> [Task requirements]:
a: Answer these questions using the article on the 3D-printed heart:
(i) Scientists from which university printed the heart?
(ii) How many deaths occurred worldwide in 2016, according to the data cited?
(iii) What substances are the bio-inks made of?
b: Reproduce everything in the article on the 3D-printed heart from "Regarding this major" down to "researching suitable therapies.".
c: Carry on the article about the 3D-printed heart, picking up after its final sentence.

> [Extract provided]:
________________________

In a medical groundbreaking discovery, Tel Aviv University scientists have successfully managed to print a 3D vascularised engineered heart using a patient’s own cells and biological matter.
Prior to this breakthrough, scientists studying regenerative medicine have only been able to build synthetic hearts and bio-engineered tissues – in other words, simple tissues without blood vessels. This discovery constitutes the first 3D printing of a complex organ ever.
Regarding this major accomplishment, lead researcher Tal Dvir, a material scientist and professor of molecular cell biology at TAU, said: “This is the first time anyone anywhere has successfully engineered and printed an entire heart replete with cells, blood vessels, ventricles and chambers.”
Heart disease is the leading cause of death worldwide. This has been the case for the last 15 years. According to data, of the 56.9 million deaths worldwide in 2016, Ischaemic heart disease and stroke were the world’s leading causes of death– leading to 15.2 million deaths globally. Their prevalence suggests the significance of researching suitable therapies.
However, the only treatment available for patients with end-stage heart failure is an organ transplant, but there aren’t enough organs available. Healthcare systems such as the NHS in the UK and the United Network for Organ Sharing in the US face never-ending transplant lists and a lack of eligible donors.
This new technology could prove to be a potential solution for organ shortages. Regarding the lack of organ donors and the benefits of this technology, Dr. Dvir added: “People have managed to 3D print the structure of a heart in the past, but not with cells or with blood vessels.
“Our results demonstrate the potential of our approach for engineering personalised tissue and organ replacement in the future… This heart is made from human cells and patient-specific biological materials. In our process, these materials serve as the bio-inks, substances made of sugars and proteins that can be used for 3D printing of complex tissue models.”

________________________

[Data entries]
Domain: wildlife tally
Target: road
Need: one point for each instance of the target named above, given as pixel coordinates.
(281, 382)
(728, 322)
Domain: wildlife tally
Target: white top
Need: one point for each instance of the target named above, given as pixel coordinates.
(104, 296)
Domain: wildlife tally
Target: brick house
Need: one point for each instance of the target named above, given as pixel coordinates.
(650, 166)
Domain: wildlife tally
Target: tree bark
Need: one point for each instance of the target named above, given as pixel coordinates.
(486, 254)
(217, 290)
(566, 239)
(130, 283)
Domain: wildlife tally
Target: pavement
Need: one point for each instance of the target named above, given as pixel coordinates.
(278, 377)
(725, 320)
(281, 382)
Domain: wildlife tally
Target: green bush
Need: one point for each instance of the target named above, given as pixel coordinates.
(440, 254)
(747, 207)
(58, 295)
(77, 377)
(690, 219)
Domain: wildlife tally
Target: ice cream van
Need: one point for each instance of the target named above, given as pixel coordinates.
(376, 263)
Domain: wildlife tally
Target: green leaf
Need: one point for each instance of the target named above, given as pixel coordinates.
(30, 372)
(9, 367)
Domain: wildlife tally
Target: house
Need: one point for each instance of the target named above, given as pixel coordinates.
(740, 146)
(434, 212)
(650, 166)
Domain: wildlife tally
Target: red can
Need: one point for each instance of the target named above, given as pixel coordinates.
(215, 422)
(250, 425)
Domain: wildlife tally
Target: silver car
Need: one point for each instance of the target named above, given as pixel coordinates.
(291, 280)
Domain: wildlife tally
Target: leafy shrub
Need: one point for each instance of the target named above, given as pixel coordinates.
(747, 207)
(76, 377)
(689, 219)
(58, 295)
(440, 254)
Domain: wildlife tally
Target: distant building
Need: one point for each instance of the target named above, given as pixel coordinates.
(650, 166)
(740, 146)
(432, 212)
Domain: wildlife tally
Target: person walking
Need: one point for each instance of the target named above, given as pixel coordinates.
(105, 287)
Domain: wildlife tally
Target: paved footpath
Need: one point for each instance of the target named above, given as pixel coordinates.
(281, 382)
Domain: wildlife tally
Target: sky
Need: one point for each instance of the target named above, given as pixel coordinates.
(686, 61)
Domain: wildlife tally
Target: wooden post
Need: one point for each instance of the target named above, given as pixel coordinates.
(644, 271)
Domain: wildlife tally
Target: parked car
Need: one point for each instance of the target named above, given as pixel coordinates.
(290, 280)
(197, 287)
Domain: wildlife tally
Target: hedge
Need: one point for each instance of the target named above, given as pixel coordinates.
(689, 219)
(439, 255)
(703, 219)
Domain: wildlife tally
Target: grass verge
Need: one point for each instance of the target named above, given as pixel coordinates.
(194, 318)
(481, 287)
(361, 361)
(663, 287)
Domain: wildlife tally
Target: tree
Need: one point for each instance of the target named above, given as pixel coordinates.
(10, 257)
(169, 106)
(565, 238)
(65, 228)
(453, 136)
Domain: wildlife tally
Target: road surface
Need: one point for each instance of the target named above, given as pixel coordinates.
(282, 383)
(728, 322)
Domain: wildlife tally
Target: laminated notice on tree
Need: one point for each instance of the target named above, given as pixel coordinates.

________________________

> [Exercise responses]:
a:
(i) Tel Aviv University
(ii) 56.9 million
(iii) Sugars and proteins

b:
Regarding this major accomplishment, lead researcher Tal Dvir, a material scientist and professor of molecular cell biology at TAU, said: “This is the first time anyone anywhere has successfully engineered and printed an entire heart replete with cells, blood vessels, ventricles and chambers.”
Heart disease is the leading cause of death worldwide. This has been the case for the last 15 years. According to data, of the 56.9 million deaths worldwide in 2016, Ischaemic heart disease and stroke were the world’s leading causes of death– leading to 15.2 million deaths globally. Their prevalence suggests the significance of researching suitable therapies.

c:
“The biocompatibility of engineered materials is crucial to eliminating the risk of implant rejection, which jeopardises the success of such treatments,” Prof. Dvir says. “Ideally, the biomaterial should possess the same biochemical, mechanical and topographical properties of the patient’s own tissues. Here, we can report a simple approach to 3D-printed thick, vascularised and perfusable cardiac tissues that completely match the immunological, cellular, biochemical, and anatomical properties of the patient.”
Although a “medical miracle”, this synthetic organ is yet to be used as a transplant. The reason is that although completely vascularized, this organ is only the same size as the heart of a rabbit, thus unsuitable for humans. In addition, although the cardiac cells currently contract, their behaviour is not quite comparable to that of an actual heart.
The project’s scientists are currently collaborating to find a solution for the aforementioned shortcomings so that they can begin the animal trials and, hopefully, human trials after that. Although this technology is yet to be perfected, this is still a highly significant and groundbreaking breakthrough in medicine which can solve one of the major dilemmas in the medical world.